▸ **INSTRUCTIONS TO FOLLOW**
Recast all of the data below as a numbered list of its lines, skipping blank lines and leaving out the pictures.

▸ **RECORDS SHOWN**
· · · · ·

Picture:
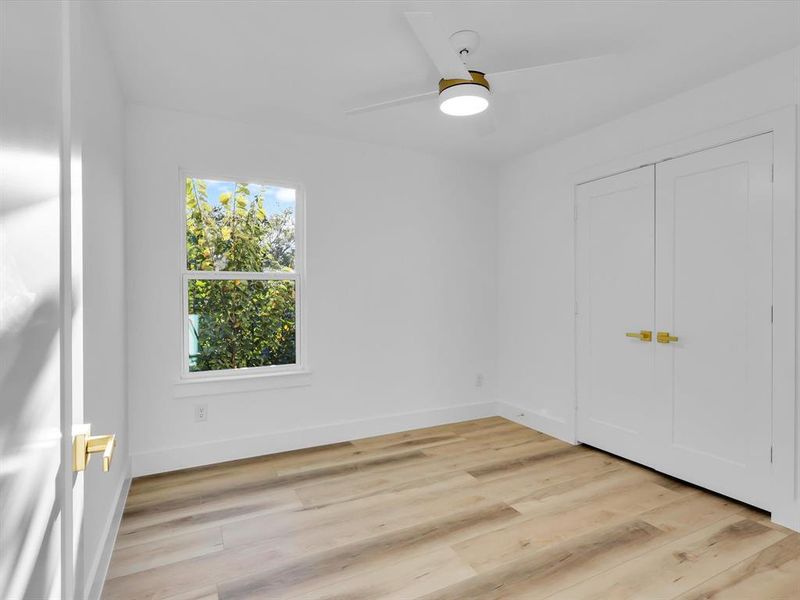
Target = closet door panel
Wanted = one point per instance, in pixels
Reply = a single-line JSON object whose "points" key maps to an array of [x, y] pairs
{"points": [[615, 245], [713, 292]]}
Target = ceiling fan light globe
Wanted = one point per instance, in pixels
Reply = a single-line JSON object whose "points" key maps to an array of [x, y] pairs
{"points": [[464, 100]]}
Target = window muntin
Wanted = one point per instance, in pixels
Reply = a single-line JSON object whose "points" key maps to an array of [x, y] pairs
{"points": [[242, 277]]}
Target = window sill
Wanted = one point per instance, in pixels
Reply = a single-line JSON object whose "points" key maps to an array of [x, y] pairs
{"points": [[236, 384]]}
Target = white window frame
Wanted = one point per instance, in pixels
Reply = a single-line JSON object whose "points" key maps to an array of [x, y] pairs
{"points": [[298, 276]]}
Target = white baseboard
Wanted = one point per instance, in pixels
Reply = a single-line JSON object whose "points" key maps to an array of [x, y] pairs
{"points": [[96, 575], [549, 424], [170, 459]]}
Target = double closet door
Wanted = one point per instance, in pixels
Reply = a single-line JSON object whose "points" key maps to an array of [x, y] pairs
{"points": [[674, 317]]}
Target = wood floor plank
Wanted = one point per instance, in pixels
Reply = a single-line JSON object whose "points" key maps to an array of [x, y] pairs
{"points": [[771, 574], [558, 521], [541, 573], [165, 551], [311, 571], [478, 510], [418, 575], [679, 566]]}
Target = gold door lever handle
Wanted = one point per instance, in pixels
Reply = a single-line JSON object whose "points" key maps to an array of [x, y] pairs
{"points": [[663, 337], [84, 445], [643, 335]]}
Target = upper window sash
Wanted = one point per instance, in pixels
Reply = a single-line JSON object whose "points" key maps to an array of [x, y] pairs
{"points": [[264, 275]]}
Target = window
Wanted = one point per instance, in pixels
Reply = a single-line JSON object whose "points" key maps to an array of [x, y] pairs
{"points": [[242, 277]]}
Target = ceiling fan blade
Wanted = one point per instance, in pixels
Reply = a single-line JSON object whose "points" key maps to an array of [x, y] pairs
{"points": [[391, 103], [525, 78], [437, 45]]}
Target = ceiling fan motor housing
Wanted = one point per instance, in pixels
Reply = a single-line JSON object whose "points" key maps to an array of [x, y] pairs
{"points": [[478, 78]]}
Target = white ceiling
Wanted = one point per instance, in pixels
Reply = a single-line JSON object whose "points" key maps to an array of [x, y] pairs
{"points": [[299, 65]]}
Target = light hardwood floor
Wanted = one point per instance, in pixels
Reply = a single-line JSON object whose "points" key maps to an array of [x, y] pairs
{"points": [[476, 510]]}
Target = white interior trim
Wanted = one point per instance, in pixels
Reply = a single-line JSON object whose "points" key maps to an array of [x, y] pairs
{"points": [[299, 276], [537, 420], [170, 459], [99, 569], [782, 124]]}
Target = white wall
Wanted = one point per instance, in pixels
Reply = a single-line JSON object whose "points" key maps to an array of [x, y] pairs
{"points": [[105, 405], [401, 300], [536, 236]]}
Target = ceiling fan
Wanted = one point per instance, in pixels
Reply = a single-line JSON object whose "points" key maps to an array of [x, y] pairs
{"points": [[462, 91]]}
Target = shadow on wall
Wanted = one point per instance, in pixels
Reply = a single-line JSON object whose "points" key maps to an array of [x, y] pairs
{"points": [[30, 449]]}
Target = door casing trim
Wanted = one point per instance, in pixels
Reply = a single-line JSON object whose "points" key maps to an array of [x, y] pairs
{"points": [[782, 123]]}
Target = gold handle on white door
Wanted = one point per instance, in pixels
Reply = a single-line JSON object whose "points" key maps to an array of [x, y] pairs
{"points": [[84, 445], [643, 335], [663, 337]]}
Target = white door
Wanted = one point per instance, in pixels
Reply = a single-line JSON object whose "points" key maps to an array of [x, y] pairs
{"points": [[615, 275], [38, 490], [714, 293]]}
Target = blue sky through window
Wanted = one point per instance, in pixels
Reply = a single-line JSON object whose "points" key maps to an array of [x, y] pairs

· · · · ·

▸ **WRITTEN RESPONSE**
1. Picture:
2. Target = closet door panel
3. Wanted = one point per instance, in pixels
4. Reply = a single-line JSON object whose "points" key maps to an array of [x, y] pairs
5. {"points": [[615, 245], [713, 292]]}
6. Target = ceiling fan light globe
7. Wanted = one point per instance, in pixels
8. Reply = a single-line JSON object whose "points" key maps to an array of [x, y] pairs
9. {"points": [[464, 100]]}
10. Target = window muntin
11. Wanted = one point per instance, in pixels
12. Reply = a single-line JSON object whose "points" key maps to an array of [x, y] pairs
13. {"points": [[242, 277]]}
14. Target = window sill
15. Wanted = one point per instance, in pixels
16. Reply = a single-line JSON object whose "points" key maps to an array of [x, y] pairs
17. {"points": [[236, 384]]}
18. Target = white window frame
19. Wanted = one point per instance, in pixels
20. Reply = a single-line JSON object whose "points" key maps to an array of [x, y] pairs
21. {"points": [[298, 276]]}
22. Target = white baseboard
23. Wanted = one point per instance, in pixels
24. Reply = a single-line JSON object whose "points" key maps to an array of [x, y] pairs
25. {"points": [[96, 575], [549, 424], [170, 459]]}
26. Target = double closet door
27. Wanted = one point per instance, in pixels
28. Reply = a single-line JSON object whose "points" key maps to an array of [x, y] pairs
29. {"points": [[674, 317]]}
30. Target = wood floor plank
31. Wanted = one point per instance, in pixels
32. Reply = a single-line JSON object whose "points" key maps to an array of [x, y] pairs
33. {"points": [[771, 574], [558, 521], [541, 573], [165, 551], [311, 571], [478, 510], [418, 575], [679, 566]]}
34. Target = gold door lever handle
35. Wanted = one point per instance, in pixels
36. Reply = a single-line JSON object whose "points" key maps to an array of [x, y] pairs
37. {"points": [[663, 337], [84, 445], [643, 335]]}
38. Target = upper window sash
39. Wanted = one point per instance, in pixels
40. Reply = a single-line JSON object whose "points" key maps to an array of [x, y] pairs
41. {"points": [[264, 275]]}
42. Target = window
43. Wanted = one point per instance, in pixels
44. Reply = a single-line JSON object whose "points" key maps to an array of [x, y] pairs
45. {"points": [[242, 277]]}
46. Target = ceiling fan blade
47. Wanted = one point per instance, in pixels
48. Reply = a single-line JSON object whose "points" key maps to an array of [x, y] pairs
49. {"points": [[391, 103], [525, 78], [437, 45]]}
50. Target = ceiling fan motor housing
51. Wanted = one point per instance, in pixels
52. Reply = a single-line JSON object whose "points" key maps to an array of [x, y] pairs
53. {"points": [[478, 78]]}
54. Target = white ceiling
55. Wanted = one point per instance, in pixels
56. Reply = a single-line JSON object whose "points" key maps to an array of [x, y] pairs
57. {"points": [[299, 65]]}
58. Target = light hardwood floor
59. Wanted = one point per instance, in pixels
60. Reply = a single-line JSON object whose "points" key maps to an array of [x, y] pairs
61. {"points": [[476, 510]]}
62. Target = white interior trim
63. Wanted = one point per instance, in pixels
64. Reply = a single-line JSON object whose "points" key maps to an array of [x, y] pairs
65. {"points": [[299, 276], [537, 420], [170, 459], [99, 569], [782, 124]]}
66. Target = white wall
67. Wanted = one point per instance, in pixels
68. Reply = a single-line JSON object whose "points" key maps to an array of [x, y] pairs
69. {"points": [[105, 405], [401, 300], [536, 236]]}
70. Target = ceiling fan
71. Wanted = one point per instance, in pixels
72. Reply = a single-line JSON object whose "points" key maps to an array of [x, y] pairs
73. {"points": [[462, 91]]}
74. Target = shadow on wall
75. Wanted = one point per instance, in pixels
76. Reply = a single-line JSON object whose "points" key maps to an array of [x, y] pairs
77. {"points": [[30, 449]]}
78. Target = door casing trim
79. Wanted = one point per instance, in pixels
80. Reply = a single-line JSON object whose "points" key maps to an array of [x, y] pairs
81. {"points": [[782, 123]]}
82. Target = gold handle on white door
83. Wanted = one point per instance, in pixels
84. Reply = a single-line JSON object whose "points" key maps to an array of [x, y] pairs
85. {"points": [[84, 445], [643, 335], [663, 337]]}
86. Target = white door
87. Wanted = one point per instance, in pixels
88. Reply = a single-line JSON object whose "points" key maps to an array of [x, y] pairs
89. {"points": [[615, 275], [38, 490], [714, 293]]}
90. Target = blue sky through window
91. Wanted = one point per instance, in pixels
92. Reply = a single-line JSON object whose "points" key maps to an array of [x, y] pairs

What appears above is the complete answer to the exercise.